FDA Clears Hydrus Microstent for Glaucoma

Megan Brooks

August 14, 2018

The US Food and Drug Administration (FDA) has approved the Hydrus (Ivantis) microstent to treat mild-to-moderate, primary open-angle glaucoma in conjunction with cataract surgery.

Roughly the size of an eyelash, the Hydrus microstent is a next-generation device designed to reduce eye pressure by reestablishing the eye's natural outflow through Schlemm's canal. According to the company, when placed in the canal during minimally invasive microsurgery, the device restores the flow of fluid by creating a bypass through the trabecular meshwork, allowing outflow of aqueous humor, and dilates and scaffolds Schlemm's canal to enhance outflow. The device spans 90 degrees of the canal to provide consistent access to the fluid collector channels in the eye.

The FDA approved the Hydrus microstent based on results of the global HORIZON trial involving 556 patients from 38 centers in nine countries with mild-to-moderate glaucoma having cataract surgery. Patients were randomly assigned to treatment with the Hydrus microstent or cataract surgery alone.

In the study, 77.2% of patients in the Hydrus group saw a greater than 20% reduction in unmedicated intraocular pressure (IOP) 24 months after surgery, significantly higher than the 57.8% reduction in the control group. The mean reduction in IOP with the Hydrus microstent was 7.5 mm Hg, a difference of 2.3 mm Hg compared with that in the control group.

In April, data from the HORIZON US cohort of 331 patients treated at 26 centers in the United States were presented at the American Society of Cataract and Refractive Surgery in Washington, DC.

=== Listed entries ===
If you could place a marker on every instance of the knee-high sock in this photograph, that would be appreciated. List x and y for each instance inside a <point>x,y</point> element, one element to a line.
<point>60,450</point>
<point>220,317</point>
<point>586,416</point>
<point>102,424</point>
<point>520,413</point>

=== Apply what you read ===
1. List every organization that the article on the Hydrus microstent approval names.
2. Rewrite the paragraph of the Hydrus microstent article that begins "Roughly the size of an eyelash" as a short bulleted list that keeps its main facts.
3. Carry on the article about the FDA's approval of the Hydrus microstent from its last sentence.

=== Responses for each task ===
1.
- US Food and Drug Administration (FDA)
- Ivantis
- American Society of Cataract and Refractive Surgery

2.
- The Hydrus microstent is a next-generation device about the size of an eyelash.
- It lowers eye pressure by restoring the eye's natural outflow through Schlemm's canal.
- It is placed in the canal during minimally invasive microsurgery.
- According to the company, it creates a bypass through the trabecular meshwork so that aqueous humor can flow out.
- It also dilates and scaffolds Schlemm's canal to increase outflow.
- It spans 90 degrees of the canal, which gives consistent access to the eye's fluid collector channels.

3.
The 24-month US cohort data, analyzed with the conservative intention-to-treat methodology, showed that 79% of Hydrus microstent patients achieved a 20% or greater reduction in IOP compared with 55% in the cataract-only group. The Hydrus microstent reduced IOP 50% more than cataract surgery alone (7.9 mm Hg vs 5.2 mm Hg, a difference of 2.7 mm Hg). Twice the number of Hydrus microstent patients remained medication-free compared with those in the control group (79% vs 39%).

"These are the best results we have seen to date in a US patient population from a randomized controlled MIGS [minimally invasive glaucoma surgery] trial," Iqbal "Ike" Ahmed, MD, research director, Kensington Eye Institute, and director, Glaucoma and Advanced Anterior Segment Surgery Fellowship Program at the University of Toronto in Ontario, Canada, said at the time in a company news release.

"As a glaucoma specialist, it's encouraging to see more robust improvements in IOP lowering compared to cataract surgery alone. A near 3-point improvement in IOP lowering compared to control is significant, and clearly this benefit will help keep patients on fewer medications," Ahmed said.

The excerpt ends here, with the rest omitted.